Röper: "Europas Rückgrat brechen"  – Was russische Experten ihrer Regierung bei Verhandlungen über die Ukraine empfehlen


(Red.) Statt eines eigenen Kommentars wiederholen wir hier das Schlusswort von Thomas Röper: Bevor nun Kommentatoren und Leser denken, das Gesagte wäre meine Meinung, sage ich es hier noch einmal: Ich übersetze solche Texte, um deutschen Lesern zu zeigen, wie in Russland berichtet und gedacht, worüber diskutiert wird. Das, was Karaganow geschrieben hat, ist keineswegs meine Meinung. Auch wenn ich manchem zustimme, bin ich in manchem aber auch anderer Meinung als er. (am)

Was russische Experten ihrer Regierung bei Verhandlungen über die Ukraine empfehlen

In Russland wurde ein Artikel darüber veröffentlicht, welche Verhandlungsposition zum Ukraine-Konflikt russische Experten für ihre Regierung ausarbeiten. Wenn diese Strömung die Oberhand gewinnt, werden die Verhandlungen mit den USA schwierig, und Europa verschwindet endgültig in der Bedeutungslosigkeit.

Auch wenn westliche Medien Russland als ein Land darstellen, in dem der „Diktator“ Putin alles alleine entscheidet, ist das ganz und gar nicht so. Ja, Putin hat als Präsident das letzte Wort, so regelt es die Verfassung in präsidialen Staaten, aber der Weg der Entscheidungsfindung ist in Russland kompliziert, denn Putin lässt kompetente Berater Strategien ausarbeiten, die hinter verschlossenen Türen hart und kontrovers diskutiert werden, um am Ende ganz pragmatisch die für Russland beste Lösung für ein Problem zu bekommen.

Und das funktioniert, wie die Jahre seit 2014 gezeigt haben, denn es war eben dieser Ansatz sehr ergebnisoffener und kontroverser Diskussionen von Fachleuten, der zu den Lösungen geführt hat, dank derer Russland heute trotz aller Bemühungen des Westens so gut da steht.
+ + + + +
▶ _Aufgabe A_:
Welchen Grund nennt Thomas Röper im Lesetext dafür, dass er solche Texte übersetzt?
▶ _Aufgabe B_:
Schreiben Sie bitte aus dem Lesetext die Stelle wortgetreu ab, die mit „Und das funktioniert, wie“ beginnt und bis einschließlich „gut da steht.“ weitergeht.
Für den Lesetext sind die Zeilen ohne Bedeutung.
+ + + + +
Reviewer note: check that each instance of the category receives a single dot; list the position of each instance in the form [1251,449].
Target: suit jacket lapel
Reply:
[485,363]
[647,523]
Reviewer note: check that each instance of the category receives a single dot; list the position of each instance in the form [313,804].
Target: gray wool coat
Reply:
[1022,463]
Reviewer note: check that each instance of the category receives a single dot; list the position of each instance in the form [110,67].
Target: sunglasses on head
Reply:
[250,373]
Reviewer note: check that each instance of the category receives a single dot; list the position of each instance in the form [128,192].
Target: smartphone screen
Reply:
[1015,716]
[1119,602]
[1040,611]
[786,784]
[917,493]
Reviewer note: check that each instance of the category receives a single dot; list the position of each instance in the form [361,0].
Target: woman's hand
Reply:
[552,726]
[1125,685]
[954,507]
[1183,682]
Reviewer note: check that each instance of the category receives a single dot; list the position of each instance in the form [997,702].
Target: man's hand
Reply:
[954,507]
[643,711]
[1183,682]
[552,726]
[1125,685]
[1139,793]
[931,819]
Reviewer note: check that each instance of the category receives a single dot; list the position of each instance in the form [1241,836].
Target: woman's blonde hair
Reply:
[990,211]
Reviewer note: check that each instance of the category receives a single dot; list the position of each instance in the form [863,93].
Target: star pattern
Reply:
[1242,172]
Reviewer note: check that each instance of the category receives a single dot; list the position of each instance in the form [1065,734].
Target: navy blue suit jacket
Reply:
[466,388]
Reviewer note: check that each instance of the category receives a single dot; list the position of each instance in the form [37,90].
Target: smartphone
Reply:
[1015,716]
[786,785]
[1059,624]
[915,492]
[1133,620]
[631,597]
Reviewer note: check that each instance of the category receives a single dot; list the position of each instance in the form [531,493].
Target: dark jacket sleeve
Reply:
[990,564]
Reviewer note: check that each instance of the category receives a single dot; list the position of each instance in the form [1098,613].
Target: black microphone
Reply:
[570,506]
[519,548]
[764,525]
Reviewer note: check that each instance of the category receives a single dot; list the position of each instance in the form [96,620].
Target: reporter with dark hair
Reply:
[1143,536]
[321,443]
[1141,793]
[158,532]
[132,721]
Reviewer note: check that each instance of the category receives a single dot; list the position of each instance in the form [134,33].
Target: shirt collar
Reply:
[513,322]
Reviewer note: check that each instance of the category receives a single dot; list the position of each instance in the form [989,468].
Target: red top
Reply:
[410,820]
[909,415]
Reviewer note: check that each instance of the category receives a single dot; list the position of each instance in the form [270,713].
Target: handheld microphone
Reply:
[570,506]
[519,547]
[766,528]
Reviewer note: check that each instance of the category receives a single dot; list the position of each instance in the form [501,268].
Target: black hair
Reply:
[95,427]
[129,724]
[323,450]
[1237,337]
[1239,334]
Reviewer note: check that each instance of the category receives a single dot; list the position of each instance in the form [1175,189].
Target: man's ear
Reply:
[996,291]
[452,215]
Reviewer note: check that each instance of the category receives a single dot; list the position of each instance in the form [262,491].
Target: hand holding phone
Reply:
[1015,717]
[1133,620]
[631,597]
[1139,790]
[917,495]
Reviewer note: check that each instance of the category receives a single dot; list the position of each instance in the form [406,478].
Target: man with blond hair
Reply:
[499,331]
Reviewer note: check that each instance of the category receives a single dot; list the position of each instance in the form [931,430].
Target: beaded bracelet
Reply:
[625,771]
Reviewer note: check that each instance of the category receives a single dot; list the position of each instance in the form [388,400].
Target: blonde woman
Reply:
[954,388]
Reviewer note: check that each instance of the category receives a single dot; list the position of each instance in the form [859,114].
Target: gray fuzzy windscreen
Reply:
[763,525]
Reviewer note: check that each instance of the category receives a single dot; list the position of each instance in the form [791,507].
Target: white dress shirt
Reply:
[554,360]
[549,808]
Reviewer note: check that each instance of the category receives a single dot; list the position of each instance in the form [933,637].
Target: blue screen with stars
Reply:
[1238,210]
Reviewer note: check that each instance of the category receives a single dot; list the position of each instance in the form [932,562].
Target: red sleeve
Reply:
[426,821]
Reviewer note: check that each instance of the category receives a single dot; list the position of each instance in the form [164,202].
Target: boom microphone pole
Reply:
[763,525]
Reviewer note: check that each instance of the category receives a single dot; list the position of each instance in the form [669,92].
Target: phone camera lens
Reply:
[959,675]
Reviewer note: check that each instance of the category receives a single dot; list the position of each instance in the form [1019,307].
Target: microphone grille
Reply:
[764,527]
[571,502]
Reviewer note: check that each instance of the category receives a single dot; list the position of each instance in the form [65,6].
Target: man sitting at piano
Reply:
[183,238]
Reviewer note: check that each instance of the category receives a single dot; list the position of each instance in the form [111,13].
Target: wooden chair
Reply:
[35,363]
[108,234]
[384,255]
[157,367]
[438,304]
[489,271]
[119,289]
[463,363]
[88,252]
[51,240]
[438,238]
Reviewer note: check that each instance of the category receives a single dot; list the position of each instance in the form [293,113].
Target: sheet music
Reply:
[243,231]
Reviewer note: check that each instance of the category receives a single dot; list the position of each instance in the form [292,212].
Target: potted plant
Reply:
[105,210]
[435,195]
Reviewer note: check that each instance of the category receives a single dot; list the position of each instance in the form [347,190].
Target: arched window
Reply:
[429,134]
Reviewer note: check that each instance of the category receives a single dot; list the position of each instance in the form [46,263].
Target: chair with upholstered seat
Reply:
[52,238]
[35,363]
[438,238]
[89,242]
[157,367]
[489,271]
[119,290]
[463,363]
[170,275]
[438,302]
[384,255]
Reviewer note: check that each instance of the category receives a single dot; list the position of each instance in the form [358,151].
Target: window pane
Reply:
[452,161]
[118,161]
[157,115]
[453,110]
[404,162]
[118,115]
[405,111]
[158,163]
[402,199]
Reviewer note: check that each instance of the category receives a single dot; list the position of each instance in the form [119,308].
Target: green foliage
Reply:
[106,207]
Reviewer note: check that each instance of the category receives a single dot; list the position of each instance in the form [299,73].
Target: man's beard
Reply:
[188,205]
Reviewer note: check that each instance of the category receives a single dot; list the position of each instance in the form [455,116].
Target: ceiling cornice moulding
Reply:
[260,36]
+ + + + +
▶ _Schriftliche Antwort A_:
Er will deutschen Lesern zeigen, wie in Russland berichtet und gedacht wird und worüber man dort diskutiert.

▶ _Schriftliche Antwort B_:
Und das funktioniert, wie die Jahre seit 2014 gezeigt haben, denn es war eben dieser Ansatz sehr ergebnisoffener und kontroverser Diskussionen von Fachleuten, der zu den Lösungen geführt hat, dank derer Russland heute trotz aller Bemühungen des Westens so gut da steht.